Tugas Latihan 1 »
Hitunglah baris catatan yang memuat kata "shoreline". Tuliskan jumlahnya saja.
--
Kericuhan Popnas XVII di DKI Jakarta, Dipicu Dugaan Kecurangan terhadap Atlet Pencak Silat Bengkulu

Jakarta, Tintabangsa.com- Pekan Olahraga Pelajar Nasional (Popnas) XVII dan Pekan Paralimpik Pelajar Nasional (Peparpenas) XI 2025 yang digelar oleh Kementerian Pemuda dan Olahraga Republik Indonesia (Kemenpora RI) di Jakarta sempat diwarnai ketegangan. Pasalnya, atlet pencak silat dari kontingen Bengkulu mengklaim telah dirugikan akibat dugaan kecurangan yang dilakukan panitia penyelenggara bersama juri saat perebutan medali emas.

Atlet Bengkulu merasa dirampas atas haknya, menyebutkan bahwa keputusan juri dalam pertandingan final cabang olahraga pencak silat tersebut tidak adil. Hal ini menimbulkan kekecewaan mendalam karena mencederai semangat sportivitas di ajang nasional yang seharusnya mendukung kompetisi yang sehat dan transparan.

Sekretaris Dinas Pemuda dan Olahraga (Dispora) Provinsi Bengkulu sekaligus Ketua Kontingen, Mike Van Hope, mengungkapkan bahwa kejadian ini menimpa salah satu atlet mereka yang pernah menorehkan prestasi internasional berupa medali emas di Dubai. Namun, pada final Popnas kali ini, harapan untuk kembali meraih juara pupus karena keputusan juri yang dinilai tidak obyektif.
--
Tugas Latihan 2 »
Ringkaslah paragraf dalam kutipan terpilih yang diawali "Sekretaris Dinas Pemuda dan Olahraga" menjadi daftar butir yang memuat fakta-fakta utamanya.

Bahan Olahan »
--
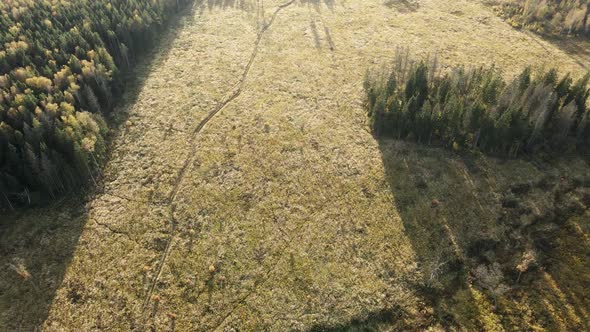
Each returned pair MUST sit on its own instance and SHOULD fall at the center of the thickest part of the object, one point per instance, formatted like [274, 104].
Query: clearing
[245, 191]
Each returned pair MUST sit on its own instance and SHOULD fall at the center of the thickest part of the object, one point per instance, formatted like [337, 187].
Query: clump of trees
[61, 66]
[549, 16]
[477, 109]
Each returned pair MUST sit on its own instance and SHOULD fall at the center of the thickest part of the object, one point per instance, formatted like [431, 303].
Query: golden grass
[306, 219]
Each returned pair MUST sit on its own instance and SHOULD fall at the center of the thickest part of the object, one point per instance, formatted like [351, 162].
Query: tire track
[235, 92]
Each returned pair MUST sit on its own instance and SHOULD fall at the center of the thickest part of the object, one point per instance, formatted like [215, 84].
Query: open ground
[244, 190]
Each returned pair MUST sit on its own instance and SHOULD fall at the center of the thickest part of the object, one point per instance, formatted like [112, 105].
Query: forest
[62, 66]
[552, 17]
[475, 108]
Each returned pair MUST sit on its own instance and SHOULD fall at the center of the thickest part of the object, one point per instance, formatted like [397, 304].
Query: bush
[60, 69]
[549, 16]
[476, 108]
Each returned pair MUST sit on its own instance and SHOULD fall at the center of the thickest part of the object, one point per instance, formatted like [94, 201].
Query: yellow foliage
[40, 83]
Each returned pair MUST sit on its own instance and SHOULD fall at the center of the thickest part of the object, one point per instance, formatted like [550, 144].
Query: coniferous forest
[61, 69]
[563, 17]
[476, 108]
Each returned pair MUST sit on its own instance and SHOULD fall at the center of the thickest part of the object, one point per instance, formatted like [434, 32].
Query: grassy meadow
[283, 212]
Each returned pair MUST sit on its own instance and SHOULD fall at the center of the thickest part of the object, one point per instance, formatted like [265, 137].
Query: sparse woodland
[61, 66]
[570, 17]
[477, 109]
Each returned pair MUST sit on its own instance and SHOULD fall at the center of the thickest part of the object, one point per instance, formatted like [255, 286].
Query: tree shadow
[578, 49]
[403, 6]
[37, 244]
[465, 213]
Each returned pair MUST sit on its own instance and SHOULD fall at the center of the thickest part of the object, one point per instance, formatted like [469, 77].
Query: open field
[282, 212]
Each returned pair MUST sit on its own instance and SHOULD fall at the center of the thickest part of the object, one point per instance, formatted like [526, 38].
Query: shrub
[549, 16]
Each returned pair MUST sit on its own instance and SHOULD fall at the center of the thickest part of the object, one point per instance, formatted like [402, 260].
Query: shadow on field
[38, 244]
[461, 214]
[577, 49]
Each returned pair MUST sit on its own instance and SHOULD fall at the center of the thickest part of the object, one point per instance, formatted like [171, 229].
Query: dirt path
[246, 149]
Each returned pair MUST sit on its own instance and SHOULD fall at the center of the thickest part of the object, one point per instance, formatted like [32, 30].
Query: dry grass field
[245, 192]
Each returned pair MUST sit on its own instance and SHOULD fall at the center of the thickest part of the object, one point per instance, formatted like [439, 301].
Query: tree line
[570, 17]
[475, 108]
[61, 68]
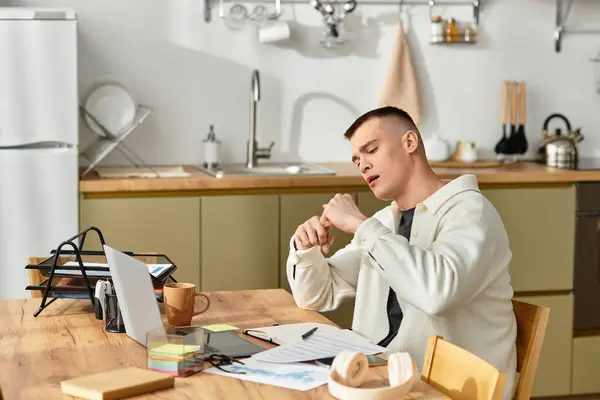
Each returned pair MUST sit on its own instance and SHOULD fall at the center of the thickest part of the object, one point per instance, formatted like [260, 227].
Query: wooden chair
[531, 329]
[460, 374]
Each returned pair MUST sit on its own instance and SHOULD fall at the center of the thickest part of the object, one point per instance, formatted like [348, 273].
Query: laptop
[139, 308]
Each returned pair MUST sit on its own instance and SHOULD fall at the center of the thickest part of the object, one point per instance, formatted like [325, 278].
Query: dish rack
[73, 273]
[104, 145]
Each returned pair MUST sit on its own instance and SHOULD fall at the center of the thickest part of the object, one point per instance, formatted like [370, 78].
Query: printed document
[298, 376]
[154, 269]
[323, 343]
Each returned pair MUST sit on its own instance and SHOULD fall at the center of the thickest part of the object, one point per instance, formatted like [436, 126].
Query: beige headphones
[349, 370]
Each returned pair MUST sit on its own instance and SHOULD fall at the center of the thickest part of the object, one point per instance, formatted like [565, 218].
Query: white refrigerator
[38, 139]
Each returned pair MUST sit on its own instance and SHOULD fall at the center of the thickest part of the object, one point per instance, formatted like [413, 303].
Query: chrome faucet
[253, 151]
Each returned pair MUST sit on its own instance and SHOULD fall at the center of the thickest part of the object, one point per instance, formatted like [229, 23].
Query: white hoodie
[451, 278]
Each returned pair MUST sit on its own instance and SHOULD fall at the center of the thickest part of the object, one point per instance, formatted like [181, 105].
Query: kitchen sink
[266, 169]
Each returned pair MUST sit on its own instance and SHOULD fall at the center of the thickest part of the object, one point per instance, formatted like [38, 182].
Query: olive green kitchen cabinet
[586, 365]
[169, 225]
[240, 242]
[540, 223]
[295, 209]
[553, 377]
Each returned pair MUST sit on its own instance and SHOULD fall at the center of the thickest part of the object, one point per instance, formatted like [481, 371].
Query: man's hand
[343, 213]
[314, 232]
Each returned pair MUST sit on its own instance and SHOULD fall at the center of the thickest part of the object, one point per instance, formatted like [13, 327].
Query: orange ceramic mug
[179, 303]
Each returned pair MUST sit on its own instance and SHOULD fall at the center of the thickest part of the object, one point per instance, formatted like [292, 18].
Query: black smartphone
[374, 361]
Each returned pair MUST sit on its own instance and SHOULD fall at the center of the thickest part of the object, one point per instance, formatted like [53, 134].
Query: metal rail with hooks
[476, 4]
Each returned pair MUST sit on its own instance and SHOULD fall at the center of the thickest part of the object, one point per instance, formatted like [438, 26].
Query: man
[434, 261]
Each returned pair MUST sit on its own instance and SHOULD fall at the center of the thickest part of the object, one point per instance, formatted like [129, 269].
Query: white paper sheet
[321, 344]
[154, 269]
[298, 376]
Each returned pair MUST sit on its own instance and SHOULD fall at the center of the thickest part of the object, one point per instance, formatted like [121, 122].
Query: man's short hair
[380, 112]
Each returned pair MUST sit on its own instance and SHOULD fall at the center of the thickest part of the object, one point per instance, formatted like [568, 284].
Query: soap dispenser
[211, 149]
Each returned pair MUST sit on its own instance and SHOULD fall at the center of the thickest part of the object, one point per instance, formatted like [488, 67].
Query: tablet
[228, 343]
--
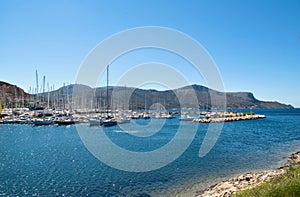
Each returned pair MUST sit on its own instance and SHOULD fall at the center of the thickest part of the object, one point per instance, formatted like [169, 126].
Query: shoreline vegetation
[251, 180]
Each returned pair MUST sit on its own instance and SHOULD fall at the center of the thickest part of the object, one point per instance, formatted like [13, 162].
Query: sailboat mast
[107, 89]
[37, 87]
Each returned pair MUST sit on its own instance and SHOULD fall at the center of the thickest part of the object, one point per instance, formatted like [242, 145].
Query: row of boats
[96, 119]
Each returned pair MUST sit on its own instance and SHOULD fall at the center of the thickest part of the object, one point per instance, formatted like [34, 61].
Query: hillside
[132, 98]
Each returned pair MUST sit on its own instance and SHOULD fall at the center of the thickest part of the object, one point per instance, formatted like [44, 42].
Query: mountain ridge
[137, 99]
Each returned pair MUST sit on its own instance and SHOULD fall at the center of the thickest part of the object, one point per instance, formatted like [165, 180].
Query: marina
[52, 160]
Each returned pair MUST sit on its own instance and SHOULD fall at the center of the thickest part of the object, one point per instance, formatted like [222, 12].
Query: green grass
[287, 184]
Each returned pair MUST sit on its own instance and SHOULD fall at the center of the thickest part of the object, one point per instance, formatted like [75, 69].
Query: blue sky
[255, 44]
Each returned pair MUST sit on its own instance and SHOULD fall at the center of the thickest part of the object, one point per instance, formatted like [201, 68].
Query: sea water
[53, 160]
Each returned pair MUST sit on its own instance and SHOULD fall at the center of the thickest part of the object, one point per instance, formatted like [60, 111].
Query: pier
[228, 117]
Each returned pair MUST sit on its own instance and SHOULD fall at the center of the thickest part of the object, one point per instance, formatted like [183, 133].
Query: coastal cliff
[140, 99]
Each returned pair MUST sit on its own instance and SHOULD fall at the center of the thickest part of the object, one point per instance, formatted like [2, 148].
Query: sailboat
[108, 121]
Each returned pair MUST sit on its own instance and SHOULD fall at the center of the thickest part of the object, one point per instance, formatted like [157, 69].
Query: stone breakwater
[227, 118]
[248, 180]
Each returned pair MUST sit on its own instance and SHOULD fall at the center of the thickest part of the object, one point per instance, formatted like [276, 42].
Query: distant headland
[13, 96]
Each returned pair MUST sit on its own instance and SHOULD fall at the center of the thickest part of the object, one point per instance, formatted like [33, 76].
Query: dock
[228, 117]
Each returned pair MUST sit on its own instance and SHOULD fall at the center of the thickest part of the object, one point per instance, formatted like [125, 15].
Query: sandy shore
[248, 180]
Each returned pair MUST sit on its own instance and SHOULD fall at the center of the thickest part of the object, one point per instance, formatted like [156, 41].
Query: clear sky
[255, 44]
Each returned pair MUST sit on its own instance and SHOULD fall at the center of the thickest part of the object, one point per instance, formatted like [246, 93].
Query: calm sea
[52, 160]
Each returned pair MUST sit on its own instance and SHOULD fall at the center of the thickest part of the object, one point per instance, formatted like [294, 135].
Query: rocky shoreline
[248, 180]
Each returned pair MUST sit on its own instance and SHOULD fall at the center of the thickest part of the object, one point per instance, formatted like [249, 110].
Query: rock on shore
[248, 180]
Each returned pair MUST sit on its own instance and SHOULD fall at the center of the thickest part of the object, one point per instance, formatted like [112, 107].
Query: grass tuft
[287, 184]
--
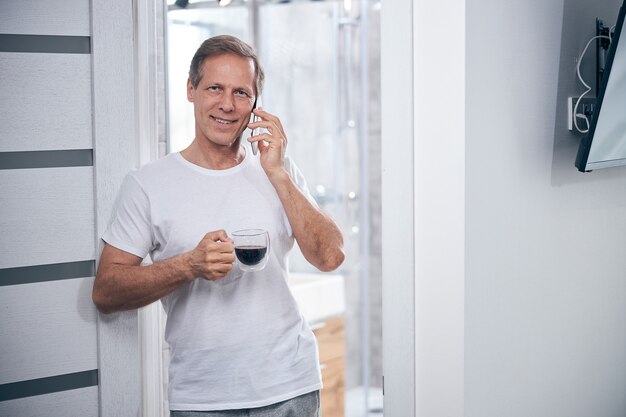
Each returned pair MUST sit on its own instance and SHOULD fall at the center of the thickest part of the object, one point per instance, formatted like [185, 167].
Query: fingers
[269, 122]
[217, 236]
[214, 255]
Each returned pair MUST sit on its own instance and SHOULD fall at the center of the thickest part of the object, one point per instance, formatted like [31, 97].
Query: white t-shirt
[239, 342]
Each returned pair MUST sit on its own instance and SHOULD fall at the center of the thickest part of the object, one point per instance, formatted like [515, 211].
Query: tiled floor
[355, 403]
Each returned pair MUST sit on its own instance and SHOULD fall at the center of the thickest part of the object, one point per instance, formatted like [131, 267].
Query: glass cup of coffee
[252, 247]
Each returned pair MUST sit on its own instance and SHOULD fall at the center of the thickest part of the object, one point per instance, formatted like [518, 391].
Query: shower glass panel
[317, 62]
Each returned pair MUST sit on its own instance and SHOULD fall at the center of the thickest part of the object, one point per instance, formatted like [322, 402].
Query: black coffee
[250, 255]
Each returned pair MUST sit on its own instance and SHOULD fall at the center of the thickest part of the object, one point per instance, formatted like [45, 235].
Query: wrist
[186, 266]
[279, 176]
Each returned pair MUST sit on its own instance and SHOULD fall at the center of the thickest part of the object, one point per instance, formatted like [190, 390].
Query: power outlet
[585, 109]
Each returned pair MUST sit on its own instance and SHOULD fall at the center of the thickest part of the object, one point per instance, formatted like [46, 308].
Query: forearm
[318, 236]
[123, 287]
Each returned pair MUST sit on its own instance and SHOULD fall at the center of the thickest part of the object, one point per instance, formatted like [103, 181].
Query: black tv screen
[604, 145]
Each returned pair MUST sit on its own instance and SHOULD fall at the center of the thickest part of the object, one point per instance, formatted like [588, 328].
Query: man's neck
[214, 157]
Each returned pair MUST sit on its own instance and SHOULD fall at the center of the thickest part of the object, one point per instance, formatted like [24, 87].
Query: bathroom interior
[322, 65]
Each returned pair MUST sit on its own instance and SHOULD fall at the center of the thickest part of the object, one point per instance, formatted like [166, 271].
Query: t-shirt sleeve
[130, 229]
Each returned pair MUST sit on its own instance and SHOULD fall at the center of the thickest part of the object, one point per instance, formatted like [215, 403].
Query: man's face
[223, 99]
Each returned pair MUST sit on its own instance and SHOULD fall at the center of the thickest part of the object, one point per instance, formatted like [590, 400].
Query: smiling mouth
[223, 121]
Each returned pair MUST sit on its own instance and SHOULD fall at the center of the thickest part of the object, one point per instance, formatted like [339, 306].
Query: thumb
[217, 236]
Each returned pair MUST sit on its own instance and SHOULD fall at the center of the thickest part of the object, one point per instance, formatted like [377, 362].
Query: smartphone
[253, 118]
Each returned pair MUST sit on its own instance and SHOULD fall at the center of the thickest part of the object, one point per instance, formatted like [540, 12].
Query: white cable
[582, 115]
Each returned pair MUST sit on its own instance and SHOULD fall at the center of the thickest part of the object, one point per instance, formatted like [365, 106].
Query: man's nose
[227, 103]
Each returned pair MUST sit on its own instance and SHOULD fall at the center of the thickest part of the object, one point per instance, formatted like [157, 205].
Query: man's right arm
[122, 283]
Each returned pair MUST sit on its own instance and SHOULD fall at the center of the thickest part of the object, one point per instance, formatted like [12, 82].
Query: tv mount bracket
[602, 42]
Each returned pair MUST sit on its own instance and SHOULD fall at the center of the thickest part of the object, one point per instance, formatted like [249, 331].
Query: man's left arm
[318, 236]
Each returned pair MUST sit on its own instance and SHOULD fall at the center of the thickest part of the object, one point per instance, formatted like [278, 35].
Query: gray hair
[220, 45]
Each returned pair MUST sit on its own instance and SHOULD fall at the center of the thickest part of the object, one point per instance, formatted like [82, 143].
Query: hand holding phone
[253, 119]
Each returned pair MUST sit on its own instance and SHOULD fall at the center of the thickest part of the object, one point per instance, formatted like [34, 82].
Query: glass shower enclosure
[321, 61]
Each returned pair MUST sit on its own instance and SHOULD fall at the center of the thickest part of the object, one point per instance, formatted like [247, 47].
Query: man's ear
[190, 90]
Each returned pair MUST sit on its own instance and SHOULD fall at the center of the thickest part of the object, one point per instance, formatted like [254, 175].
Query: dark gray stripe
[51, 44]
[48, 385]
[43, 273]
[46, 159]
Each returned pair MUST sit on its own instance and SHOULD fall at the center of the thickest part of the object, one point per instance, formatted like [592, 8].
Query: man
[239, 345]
--
Hasil 1 »
2

Hasil 2 »
- Mike Van Hope menjabat Sekretaris Dispora Provinsi Bengkulu sekaligus Ketua Kontingen.
- Kejadian itu menimpa salah satu atlet Bengkulu yang pernah meraih medali emas di Dubai.
- Pada final Popnas kali ini, harapan atlet tersebut untuk kembali juara pupus karena keputusan juri dinilai tidak obyektif.